- WORK ITEM
Please copy exactly the part of the records below that opens with the line containing "drop a point: the woman's long blonde hair" and closes with the line containing "drop a point: the green grass lawn", leaving out any pictures.

- MATERIAL PROVIDED
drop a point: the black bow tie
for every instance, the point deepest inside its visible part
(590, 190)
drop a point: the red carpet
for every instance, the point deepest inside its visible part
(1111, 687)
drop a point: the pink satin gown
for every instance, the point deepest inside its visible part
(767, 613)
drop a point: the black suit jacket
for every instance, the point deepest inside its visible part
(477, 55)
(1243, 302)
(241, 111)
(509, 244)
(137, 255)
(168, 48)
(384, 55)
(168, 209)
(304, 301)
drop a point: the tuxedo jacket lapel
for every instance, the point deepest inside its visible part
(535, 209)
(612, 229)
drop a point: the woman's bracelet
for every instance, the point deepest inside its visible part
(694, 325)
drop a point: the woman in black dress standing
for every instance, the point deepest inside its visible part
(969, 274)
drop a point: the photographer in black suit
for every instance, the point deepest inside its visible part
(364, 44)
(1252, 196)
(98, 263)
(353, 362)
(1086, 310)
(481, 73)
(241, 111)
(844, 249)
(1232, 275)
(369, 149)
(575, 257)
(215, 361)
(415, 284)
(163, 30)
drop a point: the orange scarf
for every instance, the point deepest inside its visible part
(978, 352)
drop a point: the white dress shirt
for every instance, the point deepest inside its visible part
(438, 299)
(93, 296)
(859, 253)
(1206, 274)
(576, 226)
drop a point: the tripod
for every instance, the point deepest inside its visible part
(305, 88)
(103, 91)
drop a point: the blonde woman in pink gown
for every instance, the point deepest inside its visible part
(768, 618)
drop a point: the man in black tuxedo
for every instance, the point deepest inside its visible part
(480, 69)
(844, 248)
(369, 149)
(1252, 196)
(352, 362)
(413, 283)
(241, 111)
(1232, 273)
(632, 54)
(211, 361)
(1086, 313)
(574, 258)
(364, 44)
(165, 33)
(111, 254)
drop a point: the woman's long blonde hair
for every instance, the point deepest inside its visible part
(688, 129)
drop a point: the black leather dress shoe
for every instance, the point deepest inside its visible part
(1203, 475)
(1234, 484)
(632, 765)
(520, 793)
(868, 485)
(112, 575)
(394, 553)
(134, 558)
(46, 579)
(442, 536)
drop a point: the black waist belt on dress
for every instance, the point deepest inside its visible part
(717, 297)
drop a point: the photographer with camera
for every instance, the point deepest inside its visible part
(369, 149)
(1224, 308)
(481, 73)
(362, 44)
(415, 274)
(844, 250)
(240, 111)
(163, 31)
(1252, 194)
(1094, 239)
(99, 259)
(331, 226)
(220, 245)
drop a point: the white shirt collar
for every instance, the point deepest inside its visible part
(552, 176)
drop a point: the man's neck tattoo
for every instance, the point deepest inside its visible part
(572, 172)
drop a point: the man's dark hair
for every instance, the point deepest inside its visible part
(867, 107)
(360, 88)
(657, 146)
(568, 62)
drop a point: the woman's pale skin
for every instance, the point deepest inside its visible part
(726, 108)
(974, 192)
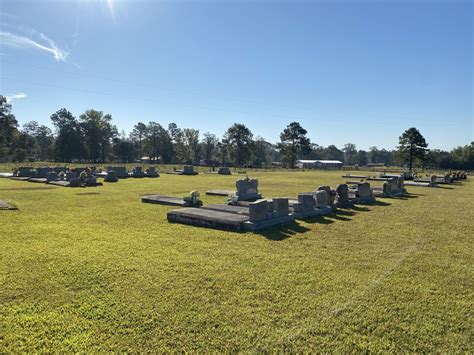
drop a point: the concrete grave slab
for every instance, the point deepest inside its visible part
(4, 205)
(165, 200)
(219, 193)
(227, 208)
(207, 218)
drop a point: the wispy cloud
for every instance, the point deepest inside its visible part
(18, 96)
(110, 5)
(22, 42)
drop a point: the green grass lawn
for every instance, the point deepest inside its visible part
(95, 269)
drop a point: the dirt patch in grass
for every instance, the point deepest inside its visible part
(28, 188)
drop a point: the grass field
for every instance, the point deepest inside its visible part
(96, 270)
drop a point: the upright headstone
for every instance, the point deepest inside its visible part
(91, 181)
(330, 195)
(258, 211)
(24, 171)
(224, 171)
(75, 182)
(42, 172)
(151, 171)
(111, 176)
(281, 207)
(247, 189)
(364, 190)
(71, 175)
(321, 199)
(188, 170)
(342, 194)
(52, 176)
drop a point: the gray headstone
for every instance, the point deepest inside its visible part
(258, 211)
(364, 190)
(42, 172)
(307, 201)
(151, 171)
(75, 182)
(330, 196)
(91, 181)
(224, 171)
(342, 191)
(52, 176)
(247, 189)
(321, 198)
(188, 170)
(71, 175)
(280, 206)
(24, 171)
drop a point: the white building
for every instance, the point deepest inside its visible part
(319, 164)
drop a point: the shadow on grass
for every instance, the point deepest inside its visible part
(407, 196)
(29, 188)
(378, 203)
(283, 232)
(446, 187)
(359, 208)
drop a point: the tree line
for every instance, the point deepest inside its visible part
(93, 138)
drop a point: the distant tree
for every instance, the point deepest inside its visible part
(98, 133)
(238, 142)
(362, 158)
(293, 141)
(262, 152)
(158, 143)
(153, 139)
(189, 142)
(333, 153)
(138, 134)
(412, 145)
(39, 140)
(68, 143)
(209, 145)
(350, 154)
(123, 149)
(8, 128)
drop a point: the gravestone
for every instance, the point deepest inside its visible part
(75, 182)
(71, 175)
(4, 205)
(138, 172)
(224, 171)
(305, 203)
(42, 172)
(330, 195)
(258, 211)
(91, 181)
(342, 195)
(364, 190)
(188, 170)
(322, 199)
(52, 176)
(111, 176)
(24, 171)
(280, 207)
(120, 171)
(151, 171)
(247, 190)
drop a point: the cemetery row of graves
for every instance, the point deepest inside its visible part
(244, 209)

- YOUR SOLUTION
drop a point: the woman's long blonde hair
for every instance, the point deepest inside its visible part
(688, 129)
drop a point: the black leather dress shoe
for every instance, the point deepest inside its visible part
(1203, 475)
(1234, 484)
(632, 765)
(520, 793)
(868, 485)
(112, 575)
(394, 553)
(134, 558)
(46, 579)
(442, 536)
drop a point: the black waist belt on dress
for every instance, the point deepest inside its visible part
(717, 297)
drop a point: the photographer with camera
for every instance, the point deepest inside its visible part
(369, 149)
(1224, 308)
(481, 73)
(362, 44)
(415, 274)
(844, 250)
(240, 111)
(163, 31)
(1252, 194)
(1094, 239)
(99, 259)
(331, 226)
(220, 245)
drop a point: the white shirt collar
for every instance, the point deepest inside its visible part
(552, 176)
drop a point: the man's neck tattoo
for every instance, the point deepest inside its visible part
(572, 172)
drop a point: the man's dark hair
for every instance, the point deepest inside its visible part
(867, 107)
(360, 88)
(657, 146)
(568, 62)
drop a point: the woman's pale skin
for every instance, the point deepest inside its visible part
(726, 108)
(974, 192)
drop a point: the concrete grave slab
for every instance, the point deepest inside its visible part
(4, 205)
(165, 200)
(219, 193)
(227, 208)
(207, 218)
drop a point: the wispy cloud
for every instance, the point deepest inside its visible part
(18, 96)
(110, 5)
(22, 42)
drop a point: the green grass lawn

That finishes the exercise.